Task statement
Find each line in the records below that contains the word "simplified", and copy every such line in full.

[Region outline entries]
* Begin *
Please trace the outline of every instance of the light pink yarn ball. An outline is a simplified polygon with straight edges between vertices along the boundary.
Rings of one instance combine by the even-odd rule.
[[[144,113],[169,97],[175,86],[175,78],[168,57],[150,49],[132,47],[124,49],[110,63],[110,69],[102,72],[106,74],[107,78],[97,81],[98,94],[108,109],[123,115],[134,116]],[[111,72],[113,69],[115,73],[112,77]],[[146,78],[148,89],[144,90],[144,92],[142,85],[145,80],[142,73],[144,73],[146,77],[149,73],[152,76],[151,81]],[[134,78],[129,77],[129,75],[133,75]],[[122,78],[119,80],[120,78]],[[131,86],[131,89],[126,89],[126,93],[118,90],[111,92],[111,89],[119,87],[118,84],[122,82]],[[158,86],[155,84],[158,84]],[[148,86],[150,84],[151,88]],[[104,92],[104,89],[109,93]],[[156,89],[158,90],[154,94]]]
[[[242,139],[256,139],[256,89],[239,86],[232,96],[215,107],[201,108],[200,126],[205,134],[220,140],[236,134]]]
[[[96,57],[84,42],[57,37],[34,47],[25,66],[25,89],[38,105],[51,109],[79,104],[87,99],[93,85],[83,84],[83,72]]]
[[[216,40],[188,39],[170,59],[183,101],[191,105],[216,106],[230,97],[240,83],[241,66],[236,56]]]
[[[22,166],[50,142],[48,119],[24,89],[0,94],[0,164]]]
* End *
* Begin *
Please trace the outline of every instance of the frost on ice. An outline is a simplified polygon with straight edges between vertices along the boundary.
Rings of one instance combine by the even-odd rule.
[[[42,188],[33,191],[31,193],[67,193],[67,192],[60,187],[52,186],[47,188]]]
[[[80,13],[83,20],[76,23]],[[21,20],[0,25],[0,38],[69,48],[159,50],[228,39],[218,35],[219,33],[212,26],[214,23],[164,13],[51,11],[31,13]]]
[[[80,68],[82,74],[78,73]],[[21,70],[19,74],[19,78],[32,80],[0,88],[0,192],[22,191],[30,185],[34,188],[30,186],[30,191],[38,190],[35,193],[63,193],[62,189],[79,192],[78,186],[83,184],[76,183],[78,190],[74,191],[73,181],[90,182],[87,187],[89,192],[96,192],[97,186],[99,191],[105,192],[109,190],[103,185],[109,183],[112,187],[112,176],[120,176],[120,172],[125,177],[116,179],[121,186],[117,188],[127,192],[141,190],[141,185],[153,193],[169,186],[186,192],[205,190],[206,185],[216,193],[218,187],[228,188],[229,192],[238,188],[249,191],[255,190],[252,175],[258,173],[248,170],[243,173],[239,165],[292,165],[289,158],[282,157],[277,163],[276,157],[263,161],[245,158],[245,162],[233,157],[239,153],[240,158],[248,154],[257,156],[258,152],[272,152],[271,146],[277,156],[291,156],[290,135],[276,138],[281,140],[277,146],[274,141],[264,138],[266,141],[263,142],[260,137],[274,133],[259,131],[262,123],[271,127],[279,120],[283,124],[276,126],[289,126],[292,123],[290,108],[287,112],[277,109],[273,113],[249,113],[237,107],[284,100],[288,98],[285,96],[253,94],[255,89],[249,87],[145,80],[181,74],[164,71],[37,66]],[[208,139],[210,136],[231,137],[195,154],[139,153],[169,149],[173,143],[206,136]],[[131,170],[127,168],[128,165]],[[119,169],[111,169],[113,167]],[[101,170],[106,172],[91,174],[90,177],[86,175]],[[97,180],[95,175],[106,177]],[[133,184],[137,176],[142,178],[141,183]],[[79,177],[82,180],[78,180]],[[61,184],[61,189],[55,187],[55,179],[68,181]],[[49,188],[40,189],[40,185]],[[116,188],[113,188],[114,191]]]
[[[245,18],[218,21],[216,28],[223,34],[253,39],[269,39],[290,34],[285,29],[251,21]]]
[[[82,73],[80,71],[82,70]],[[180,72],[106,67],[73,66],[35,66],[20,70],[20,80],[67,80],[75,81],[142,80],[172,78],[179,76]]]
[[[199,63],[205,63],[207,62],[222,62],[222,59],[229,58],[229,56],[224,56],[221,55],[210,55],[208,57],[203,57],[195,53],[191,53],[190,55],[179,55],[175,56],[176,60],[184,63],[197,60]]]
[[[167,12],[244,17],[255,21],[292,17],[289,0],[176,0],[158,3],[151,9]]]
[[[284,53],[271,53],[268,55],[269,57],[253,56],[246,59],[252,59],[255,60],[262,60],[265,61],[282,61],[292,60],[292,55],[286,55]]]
* End *
Solution
Please trace the outline of every instance of the light pink yarn ball. An outline is a simplified polygon with straight edges between vertices along the boundary.
Please trace the outline of every instance of the frost on ice. An outline is a simplified polygon with straight edges between vertices along the boundary.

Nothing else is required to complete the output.